Directions for this task: Transcribe the part of the problem set page below, starting at "1. Slides and" up to and including "do not work.".

Excerpted passage:
* * * * * * * * *
Problem Set 7 - Due Tuesday, April 9, 2019

Reading

  1. Slides and notebooks from Lec 12 (Testing and Debugging), Lec 13 (Nested Loops), and Lec 15 (Sorting and Lambda).
  2. Problems and solutions from Lab 07 (List Comprehensions, Debugging, and Testing) and [Lab 08 (Nested Loops and Sorting)].
  3. Think Python, Ch. 7: Iteration and Think Python, Ch. 10: Lists

About this Problem Set

This problem set will give you practice with loop debugging, nested lists and loops, and sorting.

  1. In Task 1 (Individual Task) you will develop counterexamples that show why buggy solutions to a looping problem do not work.

  2. In Task 2 (Recommended Partner task), you will use loops and sorting to manipulate and display data.

Use this shared Google Doc to find a pair programming partner and record your partner.

For Task 2, having a partner is optional, but strongly recommended.

Other notes:

All code for this assignment is available in the ps07 folder in the cs111/download directory within your cs server account. This assignment also uses the Codder program to help you do some basic checks for Tasks 1 and 2.

(Click the '+' symbols to expand each section)

(Also, click on collapse or expand and refresh the page to change the default)
* * * * * * * * *
Listed records:
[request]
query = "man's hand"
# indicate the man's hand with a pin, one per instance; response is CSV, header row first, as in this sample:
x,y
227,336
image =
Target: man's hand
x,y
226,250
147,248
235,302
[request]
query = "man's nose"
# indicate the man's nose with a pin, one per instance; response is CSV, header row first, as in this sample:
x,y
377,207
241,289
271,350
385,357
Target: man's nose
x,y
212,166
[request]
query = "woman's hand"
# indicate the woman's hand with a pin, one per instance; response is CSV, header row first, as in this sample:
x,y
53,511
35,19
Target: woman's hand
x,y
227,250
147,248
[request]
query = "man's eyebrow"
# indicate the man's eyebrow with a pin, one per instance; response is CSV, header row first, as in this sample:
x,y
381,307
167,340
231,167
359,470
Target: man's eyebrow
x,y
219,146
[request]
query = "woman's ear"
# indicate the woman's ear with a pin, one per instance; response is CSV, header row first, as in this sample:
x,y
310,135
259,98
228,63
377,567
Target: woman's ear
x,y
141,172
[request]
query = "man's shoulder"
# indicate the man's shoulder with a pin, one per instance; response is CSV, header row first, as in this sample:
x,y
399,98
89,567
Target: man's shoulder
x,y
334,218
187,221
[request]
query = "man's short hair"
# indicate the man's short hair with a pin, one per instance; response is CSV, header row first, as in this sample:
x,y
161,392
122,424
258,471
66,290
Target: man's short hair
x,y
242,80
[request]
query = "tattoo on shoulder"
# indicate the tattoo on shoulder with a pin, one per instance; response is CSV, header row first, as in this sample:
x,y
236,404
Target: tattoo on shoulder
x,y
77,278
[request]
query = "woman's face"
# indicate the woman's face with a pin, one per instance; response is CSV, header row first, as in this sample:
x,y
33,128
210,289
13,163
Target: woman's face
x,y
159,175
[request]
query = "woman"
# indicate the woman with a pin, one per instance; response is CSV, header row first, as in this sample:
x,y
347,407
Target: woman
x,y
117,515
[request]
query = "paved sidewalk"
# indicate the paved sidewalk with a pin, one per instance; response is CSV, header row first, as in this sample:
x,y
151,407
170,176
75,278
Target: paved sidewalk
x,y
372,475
* * * * * * * * *
Exercise response:
1. Slides and notebooks from Lec 12 (Testing and Debugging), Lec 13 (Nested Loops), and Lec 15 (Sorting and Lambda).
  2. Problems and solutions from Lab 07 (List Comprehensions, Debugging, and Testing) and [Lab 08 (Nested Loops and Sorting)].
  3. Think Python, Ch. 7: Iteration and Think Python, Ch. 10: Lists

About this Problem Set

This problem set will give you practice with loop debugging, nested lists and loops, and sorting.

  1. In Task 1 (Individual Task) you will develop counterexamples that show why buggy solutions to a looping problem do not work.